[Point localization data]
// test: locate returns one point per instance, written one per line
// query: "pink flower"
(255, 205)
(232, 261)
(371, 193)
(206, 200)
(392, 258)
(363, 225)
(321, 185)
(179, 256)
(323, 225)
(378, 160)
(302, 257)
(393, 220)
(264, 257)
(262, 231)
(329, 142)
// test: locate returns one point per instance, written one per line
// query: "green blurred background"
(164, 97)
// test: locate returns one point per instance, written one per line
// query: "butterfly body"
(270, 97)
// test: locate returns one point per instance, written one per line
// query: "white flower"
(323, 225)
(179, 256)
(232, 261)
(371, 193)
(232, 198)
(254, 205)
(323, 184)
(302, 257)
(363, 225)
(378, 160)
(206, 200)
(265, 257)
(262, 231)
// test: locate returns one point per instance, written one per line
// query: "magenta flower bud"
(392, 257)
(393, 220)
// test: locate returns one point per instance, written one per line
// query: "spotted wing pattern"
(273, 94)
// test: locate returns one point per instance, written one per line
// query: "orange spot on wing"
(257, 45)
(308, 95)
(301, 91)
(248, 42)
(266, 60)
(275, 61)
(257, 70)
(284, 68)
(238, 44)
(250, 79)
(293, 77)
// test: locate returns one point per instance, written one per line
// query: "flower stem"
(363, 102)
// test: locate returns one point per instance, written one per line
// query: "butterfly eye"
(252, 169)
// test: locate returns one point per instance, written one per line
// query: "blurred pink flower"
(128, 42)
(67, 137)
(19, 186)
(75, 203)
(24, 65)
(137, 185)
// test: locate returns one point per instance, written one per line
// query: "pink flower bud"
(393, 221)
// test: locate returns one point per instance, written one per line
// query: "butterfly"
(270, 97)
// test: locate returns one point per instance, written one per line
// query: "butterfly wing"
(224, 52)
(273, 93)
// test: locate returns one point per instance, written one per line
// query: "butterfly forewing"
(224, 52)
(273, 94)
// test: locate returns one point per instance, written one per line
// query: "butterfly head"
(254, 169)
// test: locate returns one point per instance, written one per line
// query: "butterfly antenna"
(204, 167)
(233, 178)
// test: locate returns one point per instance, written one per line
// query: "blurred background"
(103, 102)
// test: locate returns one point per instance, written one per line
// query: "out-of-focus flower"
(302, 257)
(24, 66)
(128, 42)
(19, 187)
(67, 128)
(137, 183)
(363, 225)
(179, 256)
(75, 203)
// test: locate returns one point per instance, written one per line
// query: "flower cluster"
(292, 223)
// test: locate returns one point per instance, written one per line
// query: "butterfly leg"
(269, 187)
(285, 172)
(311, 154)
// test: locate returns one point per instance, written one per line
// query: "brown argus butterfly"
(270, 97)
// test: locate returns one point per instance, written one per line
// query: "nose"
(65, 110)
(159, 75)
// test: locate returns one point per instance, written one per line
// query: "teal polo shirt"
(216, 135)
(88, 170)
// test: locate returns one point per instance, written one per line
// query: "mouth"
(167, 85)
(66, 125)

» Your assignment: Return every record above exactly as it appears.

» Result for this exercise:
// test: locate returns one point per instance, written one per line
// query: "pink flower"
(255, 205)
(232, 261)
(371, 193)
(206, 200)
(392, 258)
(363, 225)
(321, 185)
(179, 256)
(323, 225)
(378, 160)
(302, 257)
(393, 220)
(264, 257)
(262, 231)
(329, 142)
// test: locate returns one point per instance, written one per line
// query: "green blurred background"
(164, 97)
// test: locate returns one point per instance, written one per line
// query: "butterfly body"
(270, 97)
// test: locate returns one point per instance, written one per line
// query: "white flower"
(323, 225)
(179, 256)
(232, 261)
(371, 193)
(232, 198)
(254, 205)
(323, 184)
(302, 257)
(363, 225)
(378, 160)
(206, 200)
(265, 257)
(262, 231)
// test: locate returns one point per instance, written one per line
// query: "magenta flower bud"
(392, 257)
(393, 220)
// test: locate returns one point per instance, written one per line
// query: "spotted wing pattern"
(273, 94)
// test: locate returns one point per instance, written one per line
// query: "orange spot on wing"
(257, 45)
(308, 95)
(301, 91)
(248, 42)
(266, 60)
(275, 61)
(257, 70)
(284, 68)
(238, 44)
(250, 79)
(293, 77)
// test: locate returns one point per instance, written one per line
// query: "flower stem"
(363, 102)
// test: locate returns one point per instance, written one per line
// query: "butterfly eye"
(252, 169)
// test: locate returns one point per instance, written one per line
// query: "blurred pink flower"
(128, 42)
(67, 137)
(19, 186)
(75, 203)
(24, 65)
(137, 185)
// test: locate returns one point per instance, written one per line
// query: "pink flower bud"
(393, 221)
// test: locate returns one point per instance, written one per line
// query: "butterfly"
(270, 97)
// test: locate returns one point per instance, written one per line
// query: "butterfly wing"
(224, 52)
(273, 93)
// test: locate returns one point per instance, written one per line
// query: "butterfly forewing"
(224, 52)
(273, 94)
// test: locate returns one point per instance, written one per line
// query: "butterfly head"
(254, 169)
// test: locate returns one point per instance, written one per line
// query: "butterfly antenna"
(204, 167)
(233, 178)
// test: locate returns one point per instance, written one per line
// query: "blurred background"
(103, 102)
// test: locate returns one point per instance, written one per line
// query: "out-of-focus flower"
(302, 257)
(24, 66)
(128, 42)
(19, 187)
(67, 128)
(137, 183)
(363, 225)
(179, 256)
(75, 203)
// test: locate returns one point per instance, written one per line
// query: "flower cluster"
(292, 223)
// test: locate returns one point per instance, written one per line
// query: "butterfly leg"
(269, 187)
(285, 172)
(311, 154)
// test: locate returns one point per instance, written one per line
// query: "brown argus butterfly"
(270, 97)
// test: locate returns one point per instance, written one per line
// query: "nose"
(65, 110)
(159, 75)
// test: locate returns one point per instance, written one per line
// query: "teal polo shirt"
(216, 135)
(88, 170)
// test: locate returns one point per instance, written one per line
// query: "mouth"
(167, 85)
(66, 125)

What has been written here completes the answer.